Text des Dokuments:
# # # # # # #
Während Querdenken in Memmingen versucht, dem Gegenprotest zu entgehen, hetzt die Gruppe online offen antisemitisch gegen Juden als Ritualmörder, »Feind« und Weltverschwörer.
Als sich Querdenken vergangene Woche zum allmontäglichen Stelldichein am Memminger Marktplatz traf, erwarteten sie wie in den vorherigen Wochen rund zwei Dutzend Antifaschist_innen, die gegen die Querdenken-Versammlung protestierten. Schon wenige Minuten später lösten sich die Querdenken-Anhänger_innen auf und die rund 50 Teilnehmenden verschwanden teils unter Unmutsbekundungen. Bereits im Vorfeld wurde diskutiert, wie mit dem unliebsamen Gegenprotest zu begegnen sei.
# # # # # # #
Einträge der Sammlung:
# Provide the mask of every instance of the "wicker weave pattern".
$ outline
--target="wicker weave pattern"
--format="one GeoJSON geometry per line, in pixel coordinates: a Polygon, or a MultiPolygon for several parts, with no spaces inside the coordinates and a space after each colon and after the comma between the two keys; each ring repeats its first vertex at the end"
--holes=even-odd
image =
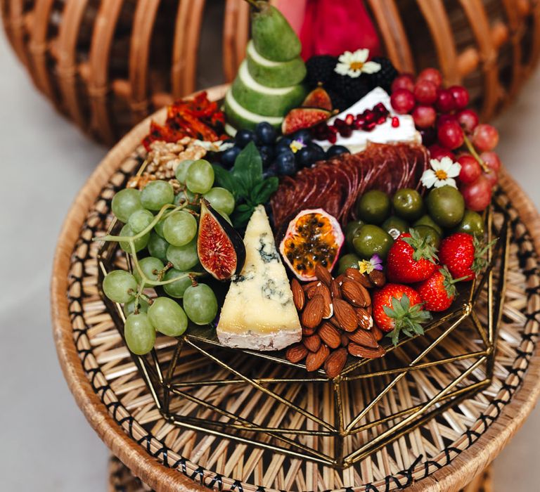
{"type": "MultiPolygon", "coordinates": [[[[249,8],[243,0],[217,1],[224,2],[221,59],[231,82],[244,57],[249,8]]],[[[537,0],[366,4],[400,70],[439,67],[446,83],[468,86],[484,119],[511,101],[540,56],[537,0]]],[[[195,89],[204,0],[0,0],[0,6],[38,89],[105,142],[195,89]]]]}

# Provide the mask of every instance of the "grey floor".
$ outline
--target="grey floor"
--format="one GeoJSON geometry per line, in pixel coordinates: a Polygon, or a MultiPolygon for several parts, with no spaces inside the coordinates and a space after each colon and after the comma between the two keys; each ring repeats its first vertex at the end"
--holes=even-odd
{"type": "MultiPolygon", "coordinates": [[[[49,307],[56,238],[105,149],[34,90],[0,35],[0,489],[105,491],[108,450],[60,370],[49,307]]],[[[499,150],[540,205],[540,72],[496,124],[499,150]]],[[[538,490],[536,408],[497,459],[497,492],[538,490]],[[519,477],[519,478],[517,478],[519,477]]]]}

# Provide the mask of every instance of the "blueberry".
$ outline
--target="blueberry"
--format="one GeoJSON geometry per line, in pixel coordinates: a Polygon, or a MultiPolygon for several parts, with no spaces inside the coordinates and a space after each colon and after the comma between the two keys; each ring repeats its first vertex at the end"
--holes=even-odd
{"type": "Polygon", "coordinates": [[[276,141],[276,129],[268,122],[261,122],[255,127],[255,135],[263,145],[269,145],[276,141]]]}
{"type": "Polygon", "coordinates": [[[228,148],[221,154],[221,164],[225,167],[232,167],[234,164],[234,161],[236,160],[236,157],[240,153],[240,147],[235,145],[231,148],[228,148]]]}
{"type": "Polygon", "coordinates": [[[234,139],[240,148],[244,148],[250,142],[255,139],[255,134],[251,130],[242,129],[236,132],[234,139]]]}
{"type": "Polygon", "coordinates": [[[301,148],[296,153],[296,162],[298,167],[310,166],[315,162],[315,151],[309,146],[301,148]]]}
{"type": "Polygon", "coordinates": [[[350,154],[351,151],[343,145],[331,145],[326,150],[326,158],[335,157],[340,154],[350,154]]]}
{"type": "Polygon", "coordinates": [[[278,174],[292,176],[296,171],[295,155],[292,150],[282,152],[276,157],[276,169],[278,174]]]}
{"type": "Polygon", "coordinates": [[[318,160],[324,160],[326,158],[326,155],[324,153],[323,148],[311,142],[308,145],[308,147],[313,151],[313,162],[316,162],[318,160]]]}
{"type": "Polygon", "coordinates": [[[263,145],[259,148],[259,153],[261,155],[261,159],[262,160],[262,167],[268,167],[274,160],[275,153],[274,148],[271,145],[263,145]]]}
{"type": "Polygon", "coordinates": [[[308,143],[311,141],[311,134],[309,130],[298,130],[298,131],[292,134],[292,139],[302,141],[307,145],[308,143]]]}

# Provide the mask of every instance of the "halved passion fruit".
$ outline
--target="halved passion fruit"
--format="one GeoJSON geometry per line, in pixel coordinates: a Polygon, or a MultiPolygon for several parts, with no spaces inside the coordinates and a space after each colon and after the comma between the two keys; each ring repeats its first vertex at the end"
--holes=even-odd
{"type": "Polygon", "coordinates": [[[332,270],[344,240],[335,217],[323,209],[309,209],[289,222],[279,251],[292,273],[309,282],[316,279],[317,265],[332,270]]]}

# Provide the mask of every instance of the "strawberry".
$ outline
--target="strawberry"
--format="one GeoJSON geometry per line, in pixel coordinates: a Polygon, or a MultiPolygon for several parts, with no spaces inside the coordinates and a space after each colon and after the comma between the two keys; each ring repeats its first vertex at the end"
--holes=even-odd
{"type": "Polygon", "coordinates": [[[421,325],[431,318],[420,294],[409,285],[386,284],[375,292],[372,304],[373,320],[383,332],[391,332],[394,345],[401,332],[408,337],[423,335],[421,325]]]}
{"type": "Polygon", "coordinates": [[[446,311],[456,297],[456,285],[463,278],[454,280],[446,266],[438,268],[428,279],[416,285],[416,290],[428,311],[446,311]]]}
{"type": "Polygon", "coordinates": [[[437,258],[428,241],[414,229],[399,235],[388,252],[386,273],[390,282],[415,283],[431,276],[437,258]]]}
{"type": "Polygon", "coordinates": [[[472,280],[485,267],[484,257],[495,240],[485,245],[467,233],[452,234],[441,242],[441,263],[448,267],[454,278],[463,277],[465,280],[472,280]]]}

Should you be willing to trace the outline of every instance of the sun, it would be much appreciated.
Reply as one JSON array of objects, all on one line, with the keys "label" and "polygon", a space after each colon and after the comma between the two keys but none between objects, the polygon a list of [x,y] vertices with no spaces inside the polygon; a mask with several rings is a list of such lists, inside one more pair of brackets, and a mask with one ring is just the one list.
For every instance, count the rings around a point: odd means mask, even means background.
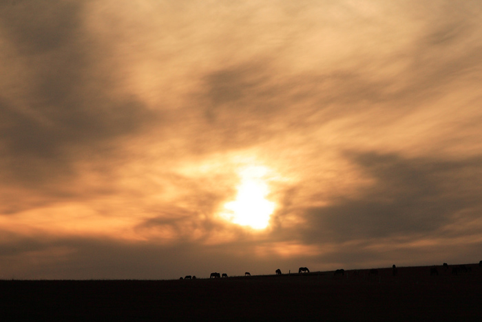
[{"label": "sun", "polygon": [[242,169],[235,199],[224,204],[221,215],[238,225],[257,230],[268,227],[275,203],[266,199],[269,193],[265,179],[267,173],[268,169],[262,166]]}]

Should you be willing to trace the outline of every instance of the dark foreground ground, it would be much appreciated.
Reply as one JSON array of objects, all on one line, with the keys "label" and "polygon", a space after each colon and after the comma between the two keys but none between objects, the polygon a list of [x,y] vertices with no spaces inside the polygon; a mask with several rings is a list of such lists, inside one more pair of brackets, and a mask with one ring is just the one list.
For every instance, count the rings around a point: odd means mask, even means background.
[{"label": "dark foreground ground", "polygon": [[0,281],[0,321],[477,321],[482,268],[175,281]]}]

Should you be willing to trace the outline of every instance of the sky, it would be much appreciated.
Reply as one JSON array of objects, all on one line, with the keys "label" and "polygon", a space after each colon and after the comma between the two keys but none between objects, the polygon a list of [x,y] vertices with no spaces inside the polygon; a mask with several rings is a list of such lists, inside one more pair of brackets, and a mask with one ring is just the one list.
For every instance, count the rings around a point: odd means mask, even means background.
[{"label": "sky", "polygon": [[0,279],[482,259],[478,0],[5,0],[0,48]]}]

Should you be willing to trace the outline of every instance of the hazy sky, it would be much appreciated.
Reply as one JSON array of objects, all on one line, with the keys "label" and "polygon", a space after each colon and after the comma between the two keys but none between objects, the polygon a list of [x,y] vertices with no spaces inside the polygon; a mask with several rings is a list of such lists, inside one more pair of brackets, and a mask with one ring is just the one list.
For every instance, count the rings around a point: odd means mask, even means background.
[{"label": "hazy sky", "polygon": [[4,0],[0,48],[0,279],[482,259],[479,0]]}]

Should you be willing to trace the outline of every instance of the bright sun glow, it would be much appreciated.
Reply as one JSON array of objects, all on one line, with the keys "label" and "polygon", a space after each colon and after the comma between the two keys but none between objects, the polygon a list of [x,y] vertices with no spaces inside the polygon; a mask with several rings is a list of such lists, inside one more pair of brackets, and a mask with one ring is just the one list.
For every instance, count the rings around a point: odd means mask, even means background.
[{"label": "bright sun glow", "polygon": [[238,225],[266,228],[275,210],[275,203],[266,199],[269,192],[264,179],[267,172],[268,169],[261,166],[242,169],[239,173],[241,182],[236,199],[224,205],[222,216]]}]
# # # # # # #
Arbeitsanweisungen:
1. Treffen die folgenden Aussagen laut dem Text über Querdenken in Memmingen zu? Antworte jeweils mit Ja oder Nein und zitiere die ausschlaggebenden Worte des Textes wörtlich. (a) Am Gegenprotest beteiligten sich rund zwei Dutzend Antifaschist_innen. (b) Die Querdenken-Versammlung dauerte mehrere Stunden. (c) Querdenken trifft sich am Memminger Marktplatz.
2. Wie viele Teilnehmende hatte die Querdenken-Versammlung laut dem Text über Querdenken in Memmingen?
3. Gib aus dem Text über Querdenken in Memmingen den Abschnitt zwischen „Als sich Querdenken“ und „zu begegnen sei.“ wortgetreu zurück, beide Stellen eingeschlossen.

Lösungen im Einzelnen:
1.
(a) Ja: „rund zwei Dutzend Antifaschist_innen“
(b) Nein: „Schon wenige Minuten später lösten sich die Querdenken-Anhänger_innen auf“
(c) Ja: „zum allmontäglichen Stelldichein am Memminger Marktplatz“

2. Rund 50.

3.
Als sich Querdenken vergangene Woche zum allmontäglichen Stelldichein am Memminger Marktplatz traf, erwarteten sie wie in den vorherigen Wochen rund zwei Dutzend Antifaschist_innen, die gegen die Querdenken-Versammlung protestierten. Schon wenige Minuten später lösten sich die Querdenken-Anhänger_innen auf und die rund 50 Teilnehmenden verschwanden teils unter Unmutsbekundungen. Bereits im Vorfeld wurde diskutiert, wie mit dem unliebsamen Gegenprotest zu begegnen sei.